EXERCISE AIM ▸ Go through the material below and copy each line where the word "ring" appears.
################
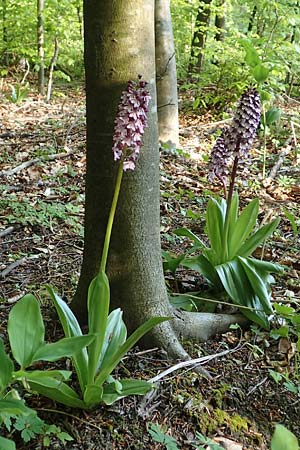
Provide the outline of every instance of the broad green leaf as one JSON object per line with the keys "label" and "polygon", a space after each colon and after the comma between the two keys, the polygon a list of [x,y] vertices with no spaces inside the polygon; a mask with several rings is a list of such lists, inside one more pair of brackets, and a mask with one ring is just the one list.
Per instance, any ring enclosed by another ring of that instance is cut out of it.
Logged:
{"label": "broad green leaf", "polygon": [[104,384],[102,401],[111,405],[120,398],[128,395],[145,395],[153,389],[153,384],[144,380],[120,380],[119,388],[116,390],[115,383]]}
{"label": "broad green leaf", "polygon": [[[67,303],[56,294],[51,286],[47,286],[47,290],[56,308],[65,336],[69,338],[82,336],[79,323]],[[79,350],[78,353],[73,355],[72,361],[78,376],[81,392],[84,392],[88,382],[88,354],[86,348]]]}
{"label": "broad green leaf", "polygon": [[[265,123],[266,125],[272,125],[272,123],[278,122],[281,116],[281,109],[279,108],[270,108],[265,114]],[[264,120],[263,120],[264,124]]]}
{"label": "broad green leaf", "polygon": [[87,407],[99,405],[102,402],[103,387],[96,384],[88,384],[84,391],[83,401]]}
{"label": "broad green leaf", "polygon": [[245,55],[245,62],[250,67],[256,67],[258,64],[260,64],[260,57],[258,52],[255,50],[254,47],[252,47],[250,42],[244,41],[242,42],[242,45],[246,51]]}
{"label": "broad green leaf", "polygon": [[195,243],[196,247],[206,248],[204,242],[202,242],[201,239],[188,228],[177,228],[177,230],[174,231],[174,234],[176,234],[176,236],[185,236],[191,239]]}
{"label": "broad green leaf", "polygon": [[272,222],[259,228],[252,236],[238,250],[238,256],[249,256],[254,250],[262,244],[278,227],[280,217],[274,219]]}
{"label": "broad green leaf", "polygon": [[220,287],[220,278],[215,267],[204,255],[186,257],[182,262],[182,266],[200,272],[210,285],[216,288]]}
{"label": "broad green leaf", "polygon": [[73,408],[85,408],[84,402],[66,383],[52,377],[32,377],[27,374],[26,380],[33,391],[59,403]]}
{"label": "broad green leaf", "polygon": [[14,441],[0,436],[0,449],[1,450],[16,450],[16,444],[14,443]]}
{"label": "broad green leaf", "polygon": [[107,361],[111,359],[126,341],[127,329],[122,316],[123,312],[120,308],[115,309],[108,316],[102,353],[97,370],[99,370],[102,364],[105,366]]}
{"label": "broad green leaf", "polygon": [[287,428],[277,424],[271,440],[271,450],[299,450],[298,440]]}
{"label": "broad green leaf", "polygon": [[12,354],[22,368],[30,366],[44,344],[45,328],[37,299],[25,295],[12,308],[8,318],[8,336]]}
{"label": "broad green leaf", "polygon": [[14,365],[8,354],[5,352],[3,340],[0,338],[0,394],[12,380]]}
{"label": "broad green leaf", "polygon": [[222,254],[222,249],[224,246],[225,216],[225,200],[222,199],[220,203],[216,199],[211,198],[206,209],[206,228],[211,248],[217,256]]}
{"label": "broad green leaf", "polygon": [[228,233],[228,257],[233,259],[239,248],[253,230],[256,224],[259,209],[258,199],[252,200],[241,212],[235,226]]}
{"label": "broad green leaf", "polygon": [[185,257],[184,254],[179,256],[172,256],[170,253],[165,252],[164,250],[162,251],[162,256],[166,260],[163,262],[164,271],[170,270],[173,274],[175,274],[178,266]]}
{"label": "broad green leaf", "polygon": [[14,400],[5,398],[0,400],[0,411],[1,413],[11,414],[11,415],[26,415],[33,413],[33,410],[25,406],[23,400]]}
{"label": "broad green leaf", "polygon": [[57,361],[58,359],[73,356],[89,345],[95,336],[74,336],[60,339],[53,344],[45,344],[34,354],[33,361]]}
{"label": "broad green leaf", "polygon": [[223,287],[236,305],[246,306],[241,312],[263,328],[269,328],[268,318],[262,309],[259,297],[253,291],[241,263],[234,259],[216,267]]}
{"label": "broad green leaf", "polygon": [[139,328],[137,328],[131,336],[124,342],[123,345],[119,348],[119,350],[112,356],[110,360],[107,361],[107,364],[102,365],[99,375],[96,378],[95,383],[98,386],[102,386],[107,377],[111,374],[111,372],[115,369],[115,367],[119,364],[121,359],[126,355],[126,353],[137,343],[144,334],[148,333],[153,327],[156,325],[165,322],[166,320],[170,320],[170,317],[153,317],[152,319],[147,320],[143,323]]}
{"label": "broad green leaf", "polygon": [[274,309],[277,314],[282,316],[289,316],[295,313],[295,309],[292,306],[280,305],[279,303],[274,303]]}
{"label": "broad green leaf", "polygon": [[270,292],[269,292],[269,283],[265,280],[265,272],[259,272],[255,270],[255,266],[251,264],[251,258],[241,258],[238,257],[238,260],[241,262],[249,283],[252,286],[253,292],[259,298],[263,310],[266,314],[272,314],[273,308],[270,301]]}
{"label": "broad green leaf", "polygon": [[30,378],[41,380],[42,378],[55,378],[58,381],[66,381],[72,375],[70,370],[19,370],[14,373],[16,380]]}
{"label": "broad green leaf", "polygon": [[[227,202],[226,202],[226,209],[227,209]],[[229,210],[229,234],[235,228],[235,223],[238,218],[238,212],[239,212],[239,196],[237,192],[235,192],[232,196]]]}
{"label": "broad green leaf", "polygon": [[109,312],[109,302],[109,281],[104,272],[99,272],[92,280],[88,290],[89,333],[97,335],[96,339],[88,348],[88,384],[93,384],[101,356]]}
{"label": "broad green leaf", "polygon": [[257,64],[257,66],[252,69],[252,74],[258,83],[262,83],[268,78],[270,70],[263,64]]}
################
RESPONSE BELOW ▸
Provide the outline of every instance of the broad green leaf as one JSON object per line with the keys "label" and "polygon", a space after each colon and after the comma between the two keys, the polygon a list of [x,y] vertices with no spaces inside the polygon; a mask with several rings is a list of such lists, inside one more pair of brackets, and a mask with one ring is just the one list.
Per instance, any ring enclosed by another ring of that instance is cut out of it.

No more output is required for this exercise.